TASK PROMPT: Word for word, reproduce the data that follows.

SUPPLIED DATA:
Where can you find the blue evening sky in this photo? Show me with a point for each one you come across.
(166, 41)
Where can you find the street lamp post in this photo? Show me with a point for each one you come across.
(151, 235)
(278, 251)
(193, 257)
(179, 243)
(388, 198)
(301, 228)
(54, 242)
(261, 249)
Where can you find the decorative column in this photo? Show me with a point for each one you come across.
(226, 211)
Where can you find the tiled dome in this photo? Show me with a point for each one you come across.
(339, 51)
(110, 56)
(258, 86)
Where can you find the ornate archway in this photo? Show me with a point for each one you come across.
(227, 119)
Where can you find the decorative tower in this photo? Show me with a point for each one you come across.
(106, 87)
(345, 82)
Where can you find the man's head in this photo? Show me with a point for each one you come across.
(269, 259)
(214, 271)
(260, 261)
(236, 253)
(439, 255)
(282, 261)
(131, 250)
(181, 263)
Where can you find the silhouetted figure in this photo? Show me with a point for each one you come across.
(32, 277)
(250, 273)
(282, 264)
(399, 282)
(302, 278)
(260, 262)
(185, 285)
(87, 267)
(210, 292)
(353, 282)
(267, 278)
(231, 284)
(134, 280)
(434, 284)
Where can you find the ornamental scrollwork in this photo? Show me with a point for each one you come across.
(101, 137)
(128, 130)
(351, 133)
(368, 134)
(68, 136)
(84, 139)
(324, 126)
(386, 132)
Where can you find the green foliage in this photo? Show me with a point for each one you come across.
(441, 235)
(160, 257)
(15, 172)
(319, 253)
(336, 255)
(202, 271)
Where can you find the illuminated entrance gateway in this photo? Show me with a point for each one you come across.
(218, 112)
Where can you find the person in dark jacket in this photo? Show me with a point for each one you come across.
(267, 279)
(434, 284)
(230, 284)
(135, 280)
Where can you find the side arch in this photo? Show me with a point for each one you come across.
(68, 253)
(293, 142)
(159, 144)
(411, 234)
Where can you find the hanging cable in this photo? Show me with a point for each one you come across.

REPLY TO THE TASK:
Where can you find the blue evening sky in this photo? Show me with a point for each one you come across.
(166, 41)
Where can you find the street lamp post in this photo? Show me with a point for each one you come across.
(151, 235)
(278, 251)
(193, 257)
(179, 243)
(388, 198)
(301, 228)
(54, 242)
(261, 249)
Where can you find the decorative column in this photo? Show me with a point for each one you come across.
(226, 211)
Where can you find the tiled dome in this photo? Show me with a point for each one you come across.
(339, 51)
(110, 56)
(258, 86)
Where can you find the ornate archway in this photo? Show me with a point for each one you come across.
(227, 119)
Where can you find the decorative tower in this photo? Show me with a point for each one you come across.
(106, 87)
(345, 82)
Where can you find the man's head in this photo? Show me with a point for each one you come across.
(269, 259)
(214, 271)
(260, 261)
(236, 253)
(439, 255)
(282, 261)
(131, 250)
(181, 263)
Where can you find the silhouetted figure in this photo? Show me with a point for each one you come across.
(32, 277)
(250, 273)
(282, 264)
(399, 282)
(302, 278)
(260, 262)
(185, 285)
(87, 267)
(210, 292)
(353, 282)
(267, 278)
(231, 284)
(134, 280)
(434, 284)
Where can you find the ornamental scrollwork in this photo? Show me with a point for each one you come across.
(101, 137)
(128, 130)
(351, 133)
(368, 134)
(68, 136)
(84, 139)
(324, 126)
(386, 132)
Where can you find the green foliage in this photo? Show me with a point for each one you come across.
(441, 235)
(160, 257)
(15, 172)
(319, 253)
(336, 255)
(202, 271)
Where can you find the illuminated entrance gateway in this photo? Show me with a point for each one you come across.
(218, 112)
Where can you find the person in dark jacket in this photo? Show me with a point for each one you come across.
(267, 279)
(434, 284)
(230, 284)
(135, 280)
Where can you find the side arch in this photo? Show me with a point for each one you come across.
(68, 253)
(293, 142)
(159, 144)
(411, 234)
Where can you find the hanging cable in this photo? Show me with a point for each one you come across.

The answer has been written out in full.